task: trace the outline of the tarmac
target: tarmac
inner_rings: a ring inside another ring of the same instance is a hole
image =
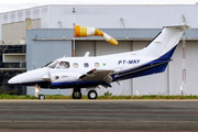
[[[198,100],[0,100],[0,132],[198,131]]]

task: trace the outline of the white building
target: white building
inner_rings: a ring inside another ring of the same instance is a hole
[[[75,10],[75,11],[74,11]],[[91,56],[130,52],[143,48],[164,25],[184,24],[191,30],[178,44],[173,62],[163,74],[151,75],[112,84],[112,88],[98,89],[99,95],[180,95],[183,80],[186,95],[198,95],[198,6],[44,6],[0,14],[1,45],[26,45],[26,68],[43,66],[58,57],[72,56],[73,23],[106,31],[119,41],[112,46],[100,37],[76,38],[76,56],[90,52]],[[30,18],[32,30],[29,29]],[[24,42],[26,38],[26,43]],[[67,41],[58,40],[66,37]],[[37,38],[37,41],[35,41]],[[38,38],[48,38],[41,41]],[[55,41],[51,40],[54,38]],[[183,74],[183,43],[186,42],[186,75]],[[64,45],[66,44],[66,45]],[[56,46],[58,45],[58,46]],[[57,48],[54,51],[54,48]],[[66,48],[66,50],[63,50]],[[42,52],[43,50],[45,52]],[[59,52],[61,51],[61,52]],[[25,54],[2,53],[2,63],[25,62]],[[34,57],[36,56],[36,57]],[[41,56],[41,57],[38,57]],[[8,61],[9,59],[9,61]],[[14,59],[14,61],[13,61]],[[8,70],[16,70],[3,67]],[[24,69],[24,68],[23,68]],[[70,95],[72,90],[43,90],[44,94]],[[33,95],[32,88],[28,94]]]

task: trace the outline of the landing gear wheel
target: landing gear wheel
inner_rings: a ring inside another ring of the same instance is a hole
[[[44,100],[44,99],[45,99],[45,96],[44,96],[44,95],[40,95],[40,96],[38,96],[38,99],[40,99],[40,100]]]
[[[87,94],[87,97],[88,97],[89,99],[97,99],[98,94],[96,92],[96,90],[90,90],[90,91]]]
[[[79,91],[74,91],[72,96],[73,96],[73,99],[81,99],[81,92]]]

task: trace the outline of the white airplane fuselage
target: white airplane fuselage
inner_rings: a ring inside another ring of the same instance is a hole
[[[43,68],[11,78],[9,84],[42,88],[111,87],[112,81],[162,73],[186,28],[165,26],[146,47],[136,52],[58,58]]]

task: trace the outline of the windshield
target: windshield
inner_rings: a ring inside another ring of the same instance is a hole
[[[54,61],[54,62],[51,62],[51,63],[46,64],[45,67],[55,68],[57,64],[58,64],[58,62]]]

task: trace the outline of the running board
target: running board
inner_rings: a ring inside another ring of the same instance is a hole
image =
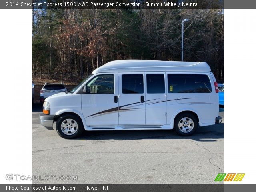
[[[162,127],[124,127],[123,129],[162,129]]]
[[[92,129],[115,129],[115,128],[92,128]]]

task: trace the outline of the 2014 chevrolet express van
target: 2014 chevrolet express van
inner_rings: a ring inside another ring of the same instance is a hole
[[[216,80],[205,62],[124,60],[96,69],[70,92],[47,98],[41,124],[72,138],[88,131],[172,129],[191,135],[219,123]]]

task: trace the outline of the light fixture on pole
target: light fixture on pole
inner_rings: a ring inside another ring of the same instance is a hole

☆ ☆ ☆ ☆

(Short task):
Every line above should be repeated exactly; pictures stay out of the copy.

(Finished answer):
task: trace the outline of the tarmac
target: tarmac
inner_rings: a ring inside another ring of the same instance is a hole
image =
[[[198,100],[0,100],[0,132],[198,131]]]

task: trace the outline of the white building
target: white building
inner_rings: a ring inside another ring of the same instance is a hole
[[[75,10],[75,11],[74,11]],[[91,56],[130,52],[143,48],[164,25],[184,24],[191,30],[178,44],[173,62],[163,74],[151,75],[112,84],[112,88],[98,89],[99,95],[180,95],[183,80],[186,95],[198,95],[198,6],[44,6],[0,14],[1,45],[26,45],[26,68],[43,66],[58,57],[72,56],[73,23],[106,31],[119,41],[112,46],[100,37],[76,38],[76,56],[90,52]],[[30,18],[32,30],[29,29]],[[24,42],[26,38],[26,43]],[[67,41],[58,40],[66,37]],[[37,38],[37,41],[35,41]],[[38,38],[48,38],[41,41]],[[55,41],[51,40],[54,38]],[[183,74],[183,43],[186,42],[186,75]],[[64,45],[66,44],[66,45]],[[56,46],[58,45],[58,46]],[[57,48],[54,51],[54,48]],[[66,48],[66,50],[63,50]],[[42,52],[43,50],[45,52]],[[59,52],[61,51],[61,52]],[[25,54],[2,53],[2,63],[25,62]],[[34,57],[36,56],[36,57]],[[41,56],[41,57],[38,57]],[[8,61],[9,59],[9,61]],[[14,59],[14,61],[13,61]],[[8,70],[16,70],[3,67]],[[24,69],[24,68],[23,68]],[[70,95],[72,90],[43,90],[44,94]],[[33,95],[32,88],[28,94]]]

task: trace the outline of the landing gear wheel
target: landing gear wheel
inner_rings: a ring inside another ring of the same instance is a hole
[[[44,100],[44,99],[45,99],[45,96],[44,96],[44,95],[40,95],[40,96],[38,96],[38,99],[40,99],[40,100]]]
[[[87,94],[87,97],[88,97],[89,99],[97,99],[98,94],[96,92],[96,90],[90,90],[90,91]]]
[[[79,91],[74,91],[72,96],[73,96],[73,99],[81,99],[81,92]]]

task: trace the outline of the white airplane fuselage
target: white airplane fuselage
inner_rings: a ring inside another ring of the same instance is a hole
[[[43,68],[11,78],[9,84],[42,88],[111,87],[112,81],[162,73],[186,28],[165,26],[146,47],[136,52],[58,58]]]

task: trace the outline of the windshield
target: windshield
inner_rings: a ring inside another ring of the same instance is a hole
[[[54,61],[54,62],[51,62],[51,63],[46,64],[45,67],[55,68],[57,64],[58,64],[58,62]]]

task: trace the outline of the running board
target: running board
inner_rings: a ring inside another ring of the same instance is a hole
image =
[[[162,127],[124,127],[123,129],[162,129]]]
[[[92,129],[115,129],[115,128],[92,128]]]

task: trace the outline of the 2014 chevrolet express van
target: 2014 chevrolet express van
inner_rings: a ring inside another ring of the same instance is a hole
[[[216,80],[205,62],[124,60],[96,69],[70,92],[47,98],[41,124],[72,138],[88,131],[172,129],[191,135],[219,123]]]

task: trace the outline of the light fixture on pole
target: light fixture on pole
inner_rings: a ring inside another ring of the same instance is a hole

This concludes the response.